* What is needed
Provide the material again, with every line intact and exact.

* Source records
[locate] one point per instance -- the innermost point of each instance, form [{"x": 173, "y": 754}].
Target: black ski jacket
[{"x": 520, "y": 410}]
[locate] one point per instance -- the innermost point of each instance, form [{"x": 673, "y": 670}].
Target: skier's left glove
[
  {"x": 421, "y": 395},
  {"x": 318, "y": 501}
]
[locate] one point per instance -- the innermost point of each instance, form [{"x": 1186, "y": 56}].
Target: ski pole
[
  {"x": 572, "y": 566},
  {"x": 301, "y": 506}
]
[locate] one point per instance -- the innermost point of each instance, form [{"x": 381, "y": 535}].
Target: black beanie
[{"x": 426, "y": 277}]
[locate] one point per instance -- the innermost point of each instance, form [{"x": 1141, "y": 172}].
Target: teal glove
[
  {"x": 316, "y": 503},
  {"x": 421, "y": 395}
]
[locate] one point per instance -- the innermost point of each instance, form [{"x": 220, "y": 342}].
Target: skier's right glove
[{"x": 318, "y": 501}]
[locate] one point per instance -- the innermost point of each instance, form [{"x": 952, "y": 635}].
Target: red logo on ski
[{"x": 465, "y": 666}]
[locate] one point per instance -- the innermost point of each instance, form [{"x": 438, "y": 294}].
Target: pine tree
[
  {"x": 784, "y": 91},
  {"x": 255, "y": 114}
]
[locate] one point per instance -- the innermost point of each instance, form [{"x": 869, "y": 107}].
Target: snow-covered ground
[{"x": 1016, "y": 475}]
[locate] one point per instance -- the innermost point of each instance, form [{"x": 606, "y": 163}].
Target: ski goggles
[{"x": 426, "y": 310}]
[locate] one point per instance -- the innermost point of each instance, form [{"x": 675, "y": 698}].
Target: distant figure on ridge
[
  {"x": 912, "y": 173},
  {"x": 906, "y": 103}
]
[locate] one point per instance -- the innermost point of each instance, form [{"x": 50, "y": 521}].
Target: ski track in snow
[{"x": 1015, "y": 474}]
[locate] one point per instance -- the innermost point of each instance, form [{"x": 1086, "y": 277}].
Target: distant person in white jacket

* Answer to the problem
[locate] one point per instance -- the innermost point of each instance, form [{"x": 173, "y": 754}].
Target: black ski jacket
[{"x": 520, "y": 410}]
[locate] one point per instance -- the innermost point of each instance, form [{"x": 673, "y": 670}].
Target: skier's left glove
[
  {"x": 421, "y": 395},
  {"x": 318, "y": 501}
]
[locate] one point per instance -- the innermost point of each instance, form [{"x": 1186, "y": 56}].
Target: ski pole
[
  {"x": 572, "y": 566},
  {"x": 301, "y": 506}
]
[locate] one point per instance -- the innermost point of each instance, form [{"x": 381, "y": 535}].
Target: black beanie
[{"x": 426, "y": 277}]
[locate] one point per instance -- the innermost point of each instance, form [{"x": 1141, "y": 172}].
Target: teal glove
[
  {"x": 316, "y": 503},
  {"x": 421, "y": 395}
]
[locate] one point per instance -- the innermost point of each instance, form [{"x": 220, "y": 342}].
Target: skier's right glove
[{"x": 318, "y": 501}]
[locate] one point per instance -- the innermost point of each instance, form [{"x": 952, "y": 635}].
Target: red logo on ski
[{"x": 465, "y": 666}]
[locate] one point per instance -- the innermost point of each instance, form [{"x": 438, "y": 294}].
Target: pine tree
[
  {"x": 784, "y": 91},
  {"x": 255, "y": 114}
]
[locate] one point per instance -- the innermost point of each instance, form [{"x": 869, "y": 107}].
Target: snow-covered ground
[{"x": 1016, "y": 475}]
[locate] one point per instance -- the innermost point of each instance, form [{"x": 606, "y": 163}].
Target: ski goggles
[{"x": 426, "y": 310}]
[locate] one point per instance -- the innermost point of each instance, form [{"x": 675, "y": 698}].
Target: distant figure on ridge
[
  {"x": 912, "y": 173},
  {"x": 906, "y": 103}
]
[locate] one point per instance -- the innermost point of each instance, form [{"x": 50, "y": 521}].
Target: ski track in snow
[{"x": 1015, "y": 474}]
[locate] one point per instance -- the innermost point of each instance, form [{"x": 1086, "y": 277}].
Target: distant person in white jacket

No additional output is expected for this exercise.